The required output is the stretch from the line containing "130L294 117H289L288 132L292" through the line containing "positive clicks: (338, 115)" in the records below, unaltered and with no pictures.

• _Record extracts_
----
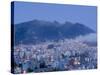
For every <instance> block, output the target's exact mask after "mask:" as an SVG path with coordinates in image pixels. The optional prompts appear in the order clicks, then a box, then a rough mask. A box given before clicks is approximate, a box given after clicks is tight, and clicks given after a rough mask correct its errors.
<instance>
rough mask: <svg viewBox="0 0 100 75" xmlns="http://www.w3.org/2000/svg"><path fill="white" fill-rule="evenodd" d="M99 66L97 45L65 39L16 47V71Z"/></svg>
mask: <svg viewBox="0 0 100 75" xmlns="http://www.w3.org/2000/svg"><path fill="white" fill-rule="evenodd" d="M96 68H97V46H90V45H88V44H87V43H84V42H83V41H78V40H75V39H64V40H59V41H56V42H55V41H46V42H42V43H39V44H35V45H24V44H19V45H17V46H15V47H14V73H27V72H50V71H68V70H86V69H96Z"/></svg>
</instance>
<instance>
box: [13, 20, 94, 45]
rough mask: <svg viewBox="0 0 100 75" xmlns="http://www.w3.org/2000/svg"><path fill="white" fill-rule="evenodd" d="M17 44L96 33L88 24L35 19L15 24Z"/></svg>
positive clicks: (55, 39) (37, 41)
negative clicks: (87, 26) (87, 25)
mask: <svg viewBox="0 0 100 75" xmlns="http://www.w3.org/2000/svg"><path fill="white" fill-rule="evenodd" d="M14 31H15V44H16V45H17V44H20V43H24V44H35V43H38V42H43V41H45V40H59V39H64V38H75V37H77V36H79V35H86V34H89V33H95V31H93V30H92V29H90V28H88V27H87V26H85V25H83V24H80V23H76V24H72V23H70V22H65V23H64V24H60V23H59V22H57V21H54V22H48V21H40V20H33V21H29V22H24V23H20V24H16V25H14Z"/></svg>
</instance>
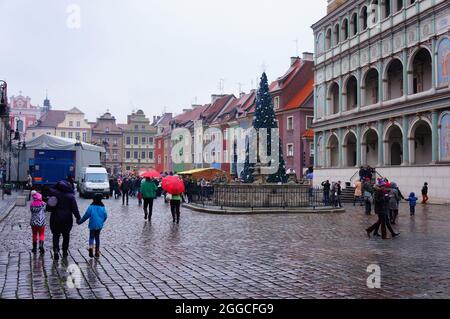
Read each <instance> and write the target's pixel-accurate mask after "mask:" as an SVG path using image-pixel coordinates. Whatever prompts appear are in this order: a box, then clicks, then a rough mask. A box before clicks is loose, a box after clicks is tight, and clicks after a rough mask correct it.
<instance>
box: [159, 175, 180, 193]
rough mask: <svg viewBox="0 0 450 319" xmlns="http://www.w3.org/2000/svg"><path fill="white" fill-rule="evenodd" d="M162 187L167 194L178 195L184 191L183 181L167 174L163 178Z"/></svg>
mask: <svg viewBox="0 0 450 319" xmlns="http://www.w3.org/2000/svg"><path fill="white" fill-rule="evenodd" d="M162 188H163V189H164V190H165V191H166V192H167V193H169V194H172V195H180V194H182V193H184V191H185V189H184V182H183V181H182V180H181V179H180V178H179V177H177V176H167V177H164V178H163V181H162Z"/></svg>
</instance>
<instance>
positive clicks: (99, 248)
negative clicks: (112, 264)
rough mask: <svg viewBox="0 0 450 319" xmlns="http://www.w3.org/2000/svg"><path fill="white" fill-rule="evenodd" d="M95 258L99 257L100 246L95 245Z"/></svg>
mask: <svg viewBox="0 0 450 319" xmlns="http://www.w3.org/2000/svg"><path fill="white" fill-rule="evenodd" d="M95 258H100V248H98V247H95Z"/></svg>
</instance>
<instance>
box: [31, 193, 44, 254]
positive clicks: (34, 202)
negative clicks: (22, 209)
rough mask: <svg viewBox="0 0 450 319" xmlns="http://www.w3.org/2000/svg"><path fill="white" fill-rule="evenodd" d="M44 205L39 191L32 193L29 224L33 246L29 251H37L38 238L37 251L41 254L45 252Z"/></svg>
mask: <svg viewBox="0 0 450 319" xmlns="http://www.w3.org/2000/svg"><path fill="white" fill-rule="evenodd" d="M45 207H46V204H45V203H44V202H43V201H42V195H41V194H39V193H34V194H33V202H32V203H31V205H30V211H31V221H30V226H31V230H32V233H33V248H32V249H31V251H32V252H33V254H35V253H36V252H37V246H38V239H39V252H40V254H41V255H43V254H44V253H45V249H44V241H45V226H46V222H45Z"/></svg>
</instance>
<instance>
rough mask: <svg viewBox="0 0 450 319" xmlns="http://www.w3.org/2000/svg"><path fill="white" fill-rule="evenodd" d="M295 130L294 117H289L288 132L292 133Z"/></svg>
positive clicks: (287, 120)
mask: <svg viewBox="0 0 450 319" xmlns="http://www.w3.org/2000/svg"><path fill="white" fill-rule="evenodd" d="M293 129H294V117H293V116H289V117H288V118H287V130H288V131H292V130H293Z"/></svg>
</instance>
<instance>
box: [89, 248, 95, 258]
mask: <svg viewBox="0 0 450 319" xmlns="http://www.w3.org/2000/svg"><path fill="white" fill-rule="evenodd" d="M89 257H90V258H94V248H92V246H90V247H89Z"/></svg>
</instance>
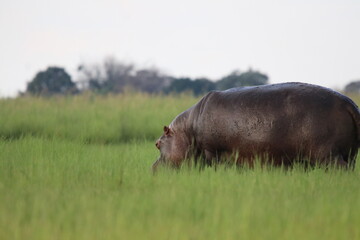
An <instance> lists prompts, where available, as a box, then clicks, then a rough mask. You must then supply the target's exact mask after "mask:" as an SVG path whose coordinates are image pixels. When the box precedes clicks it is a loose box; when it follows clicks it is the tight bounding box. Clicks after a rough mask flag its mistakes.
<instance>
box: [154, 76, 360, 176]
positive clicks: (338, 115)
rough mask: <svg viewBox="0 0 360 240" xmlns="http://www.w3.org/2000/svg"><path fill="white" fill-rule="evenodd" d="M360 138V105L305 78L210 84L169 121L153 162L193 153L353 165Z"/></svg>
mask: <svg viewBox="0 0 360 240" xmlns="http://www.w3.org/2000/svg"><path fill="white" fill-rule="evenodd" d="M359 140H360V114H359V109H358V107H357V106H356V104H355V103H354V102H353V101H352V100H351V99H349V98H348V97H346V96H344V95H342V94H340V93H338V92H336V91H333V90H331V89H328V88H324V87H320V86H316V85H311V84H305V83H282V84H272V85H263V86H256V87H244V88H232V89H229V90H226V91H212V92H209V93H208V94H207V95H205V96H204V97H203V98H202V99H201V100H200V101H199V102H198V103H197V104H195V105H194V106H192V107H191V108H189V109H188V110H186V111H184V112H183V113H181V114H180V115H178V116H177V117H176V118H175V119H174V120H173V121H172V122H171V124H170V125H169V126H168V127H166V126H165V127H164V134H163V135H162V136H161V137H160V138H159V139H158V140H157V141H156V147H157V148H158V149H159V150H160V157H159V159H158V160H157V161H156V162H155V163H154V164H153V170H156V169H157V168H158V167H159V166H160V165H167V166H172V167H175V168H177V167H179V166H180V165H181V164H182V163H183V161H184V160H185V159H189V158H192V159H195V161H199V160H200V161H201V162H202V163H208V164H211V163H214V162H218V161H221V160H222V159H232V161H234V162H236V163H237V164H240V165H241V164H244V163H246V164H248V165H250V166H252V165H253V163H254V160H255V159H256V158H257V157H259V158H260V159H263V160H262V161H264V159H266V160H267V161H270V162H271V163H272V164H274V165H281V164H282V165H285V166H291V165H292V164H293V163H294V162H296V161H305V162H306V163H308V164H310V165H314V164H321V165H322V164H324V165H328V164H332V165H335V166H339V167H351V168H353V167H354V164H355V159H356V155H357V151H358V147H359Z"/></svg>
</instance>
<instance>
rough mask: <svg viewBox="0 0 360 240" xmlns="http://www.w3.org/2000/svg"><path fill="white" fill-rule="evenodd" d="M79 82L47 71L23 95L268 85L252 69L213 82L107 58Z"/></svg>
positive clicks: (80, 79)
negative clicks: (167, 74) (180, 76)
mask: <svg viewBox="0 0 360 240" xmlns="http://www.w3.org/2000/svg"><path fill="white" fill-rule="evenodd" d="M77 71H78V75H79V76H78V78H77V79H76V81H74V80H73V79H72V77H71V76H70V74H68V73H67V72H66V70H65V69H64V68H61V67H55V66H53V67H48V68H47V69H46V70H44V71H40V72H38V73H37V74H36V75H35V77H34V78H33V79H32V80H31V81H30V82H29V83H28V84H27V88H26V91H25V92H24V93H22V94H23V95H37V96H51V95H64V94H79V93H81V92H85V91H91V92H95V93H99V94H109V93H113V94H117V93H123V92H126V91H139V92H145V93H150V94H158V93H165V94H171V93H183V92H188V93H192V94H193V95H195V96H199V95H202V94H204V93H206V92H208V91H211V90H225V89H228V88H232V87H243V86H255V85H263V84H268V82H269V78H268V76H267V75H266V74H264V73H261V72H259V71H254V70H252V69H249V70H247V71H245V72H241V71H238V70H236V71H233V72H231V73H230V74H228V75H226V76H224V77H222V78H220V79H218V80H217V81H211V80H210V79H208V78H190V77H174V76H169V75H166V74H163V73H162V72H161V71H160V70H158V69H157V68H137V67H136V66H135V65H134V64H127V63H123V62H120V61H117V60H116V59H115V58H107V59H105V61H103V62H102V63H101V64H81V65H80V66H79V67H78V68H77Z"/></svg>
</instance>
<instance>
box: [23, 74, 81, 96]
----
• _Task answer_
rough mask: <svg viewBox="0 0 450 319" xmlns="http://www.w3.org/2000/svg"><path fill="white" fill-rule="evenodd" d="M295 130L294 117H289L288 132L292 133Z"/></svg>
positive clicks: (287, 120)
mask: <svg viewBox="0 0 450 319" xmlns="http://www.w3.org/2000/svg"><path fill="white" fill-rule="evenodd" d="M293 129H294V117H293V116H289V117H288V118H287V130H288V131H292V130H293Z"/></svg>
</instance>
<instance>
box: [89, 248, 95, 258]
mask: <svg viewBox="0 0 450 319" xmlns="http://www.w3.org/2000/svg"><path fill="white" fill-rule="evenodd" d="M89 257H90V258H94V248H92V246H90V247H89Z"/></svg>
</instance>
An <instance> lists prompts, where available, as a box, then clicks, then a rough mask. You must then supply the target's exact mask after "mask:" as an SVG path whose coordinates are image pixels. When the box precedes clicks it is a loose box; when it follows clicks it is the tight bounding box. Clicks after a rough mask flag its mistakes.
<instance>
box: [154, 76, 360, 176]
positive clicks: (338, 115)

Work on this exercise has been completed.